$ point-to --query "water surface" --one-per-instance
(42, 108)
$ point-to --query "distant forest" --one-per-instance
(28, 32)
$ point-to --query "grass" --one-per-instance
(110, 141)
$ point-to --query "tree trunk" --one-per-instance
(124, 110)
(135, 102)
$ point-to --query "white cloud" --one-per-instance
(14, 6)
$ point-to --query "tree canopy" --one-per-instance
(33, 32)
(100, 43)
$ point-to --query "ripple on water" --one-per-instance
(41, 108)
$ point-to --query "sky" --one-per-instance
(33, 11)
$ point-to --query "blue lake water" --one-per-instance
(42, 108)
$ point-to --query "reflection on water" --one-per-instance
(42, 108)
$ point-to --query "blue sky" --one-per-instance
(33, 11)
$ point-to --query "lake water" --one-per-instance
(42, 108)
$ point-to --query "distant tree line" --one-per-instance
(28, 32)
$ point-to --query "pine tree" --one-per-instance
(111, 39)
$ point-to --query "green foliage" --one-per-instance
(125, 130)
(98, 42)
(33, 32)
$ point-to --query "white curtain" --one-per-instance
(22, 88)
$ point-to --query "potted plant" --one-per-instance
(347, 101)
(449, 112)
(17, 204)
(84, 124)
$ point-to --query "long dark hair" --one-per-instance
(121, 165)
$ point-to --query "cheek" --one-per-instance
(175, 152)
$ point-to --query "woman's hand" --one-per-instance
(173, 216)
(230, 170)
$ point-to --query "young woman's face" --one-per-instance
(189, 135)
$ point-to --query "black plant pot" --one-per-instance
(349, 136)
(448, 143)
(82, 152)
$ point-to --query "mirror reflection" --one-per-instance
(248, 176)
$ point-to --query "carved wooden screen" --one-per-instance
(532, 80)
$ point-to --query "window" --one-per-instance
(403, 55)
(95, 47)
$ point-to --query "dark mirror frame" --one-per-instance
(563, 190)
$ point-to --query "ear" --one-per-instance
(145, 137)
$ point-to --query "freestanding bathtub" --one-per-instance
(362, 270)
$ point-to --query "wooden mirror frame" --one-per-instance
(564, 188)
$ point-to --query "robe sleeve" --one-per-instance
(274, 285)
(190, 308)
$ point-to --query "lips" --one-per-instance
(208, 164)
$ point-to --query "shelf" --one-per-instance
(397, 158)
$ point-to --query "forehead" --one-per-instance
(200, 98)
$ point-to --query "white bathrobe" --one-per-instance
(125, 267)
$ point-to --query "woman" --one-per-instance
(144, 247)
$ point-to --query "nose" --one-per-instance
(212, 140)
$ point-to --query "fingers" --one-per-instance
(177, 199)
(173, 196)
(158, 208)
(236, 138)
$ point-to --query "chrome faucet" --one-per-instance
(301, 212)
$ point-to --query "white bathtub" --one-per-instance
◆ ◆ ◆ ◆ ◆
DIRECTIONS FOR THIS TASK:
Copy out the whole listing, exactly as written.

ANSWER SPACE:
$ point-to --query "water surface" --one-per-instance
(42, 108)
$ point-to --query "distant forest" --one-per-instance
(28, 32)
$ point-to --query "grass" --one-per-instance
(110, 141)
$ point-to --query "tree trunk" --one-per-instance
(124, 110)
(135, 102)
$ point-to --query "white cloud" --one-per-instance
(14, 6)
$ point-to --query "tree canopy" --one-per-instance
(33, 32)
(100, 43)
$ point-to --query "ripple on water" --one-per-instance
(41, 108)
$ point-to --query "sky" --one-per-instance
(33, 11)
$ point-to --query "blue lake water" --one-per-instance
(42, 108)
$ point-to --query "reflection on water" --one-per-instance
(42, 108)
$ point-to --query "blue sky" --one-per-instance
(33, 11)
$ point-to --query "lake water" --one-per-instance
(42, 108)
$ point-to --query "distant tree line" --one-per-instance
(28, 32)
$ point-to --query "pine tree" --one-per-instance
(111, 39)
$ point-to --query "green foliage" --one-per-instance
(125, 130)
(98, 42)
(33, 32)
$ point-to --query "white curtain" --one-per-instance
(22, 88)
$ point-to --query "potted plant" --one-per-instance
(347, 101)
(449, 112)
(17, 204)
(84, 124)
$ point-to --query "long dark hair" --one-per-instance
(121, 165)
$ point-to --query "cheek" --one-per-instance
(175, 152)
$ point-to --query "woman's hand" --one-per-instance
(173, 216)
(230, 170)
$ point-to --query "young woman's face" --one-per-instance
(189, 135)
$ point-to --query "black plant pot" --one-per-instance
(349, 136)
(448, 143)
(82, 152)
$ point-to --query "mirror reflection" --one-per-instance
(248, 176)
$ point-to --query "carved wooden screen" --one-per-instance
(532, 80)
$ point-to --query "window" --one-per-instance
(403, 55)
(95, 47)
$ point-to --query "dark mirror frame" --one-per-instance
(563, 190)
$ point-to --query "ear" --one-per-instance
(145, 137)
$ point-to --query "freestanding bathtub" --one-per-instance
(362, 270)
$ point-to --query "wooden mirror frame" --one-per-instance
(564, 188)
$ point-to --query "robe sleeve" --one-per-instance
(274, 285)
(190, 308)
$ point-to --query "lips" --one-per-instance
(208, 164)
$ point-to --query "shelf" --one-per-instance
(397, 158)
$ point-to --query "forehead" --one-per-instance
(200, 98)
$ point-to --query "white bathrobe" --one-per-instance
(125, 267)
$ point-to --query "woman" --one-per-instance
(144, 247)
$ point-to --query "nose" --one-per-instance
(212, 140)
$ point-to --query "fingers" --one-per-instance
(177, 199)
(173, 196)
(158, 208)
(236, 138)
$ point-to --query "chrome faucet" --one-per-instance
(301, 212)
$ point-to --query "white bathtub" --one-per-instance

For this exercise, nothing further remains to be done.